TASK TO COMPLETE. Copy word for word the stretch of the entries below from the line containing "Reviewer note: check that each instance of the asphalt" through the end of the entries.

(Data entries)
──────────────────────────────

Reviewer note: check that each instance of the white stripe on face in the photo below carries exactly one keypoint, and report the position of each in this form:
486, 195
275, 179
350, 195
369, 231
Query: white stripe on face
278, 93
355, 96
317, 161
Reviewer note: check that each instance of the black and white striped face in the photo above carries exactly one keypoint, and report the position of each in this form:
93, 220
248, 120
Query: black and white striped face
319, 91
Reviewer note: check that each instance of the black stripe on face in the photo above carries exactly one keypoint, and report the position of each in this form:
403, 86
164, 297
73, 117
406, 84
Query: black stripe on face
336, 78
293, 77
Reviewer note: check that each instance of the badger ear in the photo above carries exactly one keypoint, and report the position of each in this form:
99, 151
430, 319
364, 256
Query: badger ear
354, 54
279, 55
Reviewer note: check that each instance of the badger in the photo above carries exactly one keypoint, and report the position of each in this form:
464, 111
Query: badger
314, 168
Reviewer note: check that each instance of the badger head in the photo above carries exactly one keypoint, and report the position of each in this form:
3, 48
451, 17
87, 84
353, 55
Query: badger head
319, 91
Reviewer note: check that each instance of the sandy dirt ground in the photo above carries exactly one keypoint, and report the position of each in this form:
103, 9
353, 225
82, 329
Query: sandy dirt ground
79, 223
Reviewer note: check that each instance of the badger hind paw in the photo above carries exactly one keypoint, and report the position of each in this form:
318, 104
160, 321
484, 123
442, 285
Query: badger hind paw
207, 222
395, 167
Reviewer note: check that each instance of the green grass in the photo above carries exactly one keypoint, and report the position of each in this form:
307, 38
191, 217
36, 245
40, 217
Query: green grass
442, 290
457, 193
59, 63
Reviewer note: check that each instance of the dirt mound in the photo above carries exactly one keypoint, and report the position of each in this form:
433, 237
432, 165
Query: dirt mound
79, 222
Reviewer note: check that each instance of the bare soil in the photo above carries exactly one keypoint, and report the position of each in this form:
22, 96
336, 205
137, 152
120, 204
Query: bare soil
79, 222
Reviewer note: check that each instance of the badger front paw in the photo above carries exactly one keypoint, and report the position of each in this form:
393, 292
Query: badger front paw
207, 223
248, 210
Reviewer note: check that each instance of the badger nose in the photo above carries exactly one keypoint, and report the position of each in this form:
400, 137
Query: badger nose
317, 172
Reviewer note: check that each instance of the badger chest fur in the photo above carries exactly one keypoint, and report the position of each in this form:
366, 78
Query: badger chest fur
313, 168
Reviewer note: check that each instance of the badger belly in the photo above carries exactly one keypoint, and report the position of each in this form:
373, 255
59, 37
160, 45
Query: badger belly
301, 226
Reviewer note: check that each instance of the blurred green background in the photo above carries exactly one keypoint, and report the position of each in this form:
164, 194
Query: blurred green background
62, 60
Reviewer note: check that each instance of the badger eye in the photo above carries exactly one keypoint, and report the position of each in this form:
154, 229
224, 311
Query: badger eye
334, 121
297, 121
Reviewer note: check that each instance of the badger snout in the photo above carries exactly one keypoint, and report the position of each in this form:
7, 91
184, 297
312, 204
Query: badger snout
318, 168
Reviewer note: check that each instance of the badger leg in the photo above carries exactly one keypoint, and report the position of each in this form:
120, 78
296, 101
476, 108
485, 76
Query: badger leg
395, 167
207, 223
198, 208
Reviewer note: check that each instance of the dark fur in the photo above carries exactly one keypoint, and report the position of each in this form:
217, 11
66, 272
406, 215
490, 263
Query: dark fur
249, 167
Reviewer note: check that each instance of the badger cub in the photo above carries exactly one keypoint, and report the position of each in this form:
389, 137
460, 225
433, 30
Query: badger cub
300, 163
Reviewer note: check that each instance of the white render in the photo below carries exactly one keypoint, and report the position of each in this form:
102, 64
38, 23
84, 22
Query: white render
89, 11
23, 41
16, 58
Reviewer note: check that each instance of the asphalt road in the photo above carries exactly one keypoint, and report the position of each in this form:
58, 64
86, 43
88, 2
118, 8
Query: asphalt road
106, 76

──────────────────────────────

TASK RESULT.
Reviewer note: check that each instance of the asphalt road in the photo above carries exactly one keypoint, and report the position of each in this form:
58, 64
86, 43
88, 2
118, 8
Query: asphalt road
106, 76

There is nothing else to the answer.